What to produce. Present the lines of the listing below as a numbered list, leaving out any blank lines. Start at the line that contains "of the concrete" and continue through the last line of the listing, including both.

[Begin Supplied data]

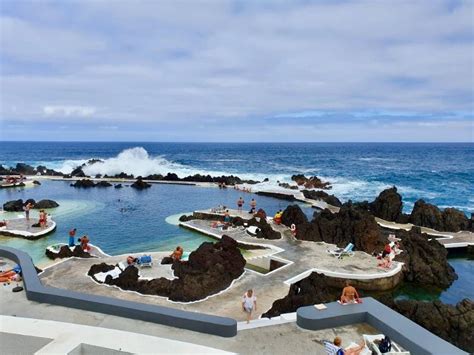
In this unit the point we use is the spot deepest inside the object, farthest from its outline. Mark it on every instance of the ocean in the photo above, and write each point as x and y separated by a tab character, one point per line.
442	174
128	221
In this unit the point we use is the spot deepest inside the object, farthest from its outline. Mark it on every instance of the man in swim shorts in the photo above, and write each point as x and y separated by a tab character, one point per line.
349	294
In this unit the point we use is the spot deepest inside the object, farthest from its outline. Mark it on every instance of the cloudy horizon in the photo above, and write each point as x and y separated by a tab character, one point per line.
237	71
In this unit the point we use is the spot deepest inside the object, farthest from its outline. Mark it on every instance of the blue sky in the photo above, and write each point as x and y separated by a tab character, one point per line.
241	71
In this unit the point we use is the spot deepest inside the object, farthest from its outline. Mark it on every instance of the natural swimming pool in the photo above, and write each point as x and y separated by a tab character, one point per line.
126	220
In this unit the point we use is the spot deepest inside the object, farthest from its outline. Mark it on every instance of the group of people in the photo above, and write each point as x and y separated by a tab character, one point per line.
83	241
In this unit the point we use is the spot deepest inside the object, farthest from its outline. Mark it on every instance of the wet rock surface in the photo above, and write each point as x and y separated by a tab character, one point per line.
311	290
349	225
140	184
426	261
211	268
321	195
17	205
312	182
454	324
66	252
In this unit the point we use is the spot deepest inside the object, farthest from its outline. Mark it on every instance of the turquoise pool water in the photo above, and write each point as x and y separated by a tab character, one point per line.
126	220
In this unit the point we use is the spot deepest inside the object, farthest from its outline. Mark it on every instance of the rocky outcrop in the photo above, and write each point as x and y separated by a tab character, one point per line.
103	184
388	205
321	195
83	184
210	269
426	261
452	323
13	206
311	290
293	215
349	225
265	230
17	205
42	204
428	215
66	252
281	196
140	184
312	182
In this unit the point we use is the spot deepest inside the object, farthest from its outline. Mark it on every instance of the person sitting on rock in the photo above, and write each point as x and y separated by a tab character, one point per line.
277	217
84	240
336	349
14	274
385	262
349	294
177	254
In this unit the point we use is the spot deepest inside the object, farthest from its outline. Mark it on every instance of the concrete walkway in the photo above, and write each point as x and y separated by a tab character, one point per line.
21	227
448	239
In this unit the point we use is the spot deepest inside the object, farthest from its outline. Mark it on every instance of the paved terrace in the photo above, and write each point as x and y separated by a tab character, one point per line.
21	227
300	259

[End Supplied data]

Complete answer.
1. In this unit the point we use is the spot deepest inside the object, farthest from its outline. Mark it on every instance of the concrete walkway in the photo above, and write each point as x and y separated by a tab character, one point per line.
2. 21	227
3. 448	239
4. In this unit the point we use is the spot deepest inside the object, farthest from its outline. Mark it on every instance of the paved terrace in the photo above, and write each point as x and y separated by a tab character, one point per line.
5. 21	227
6. 300	259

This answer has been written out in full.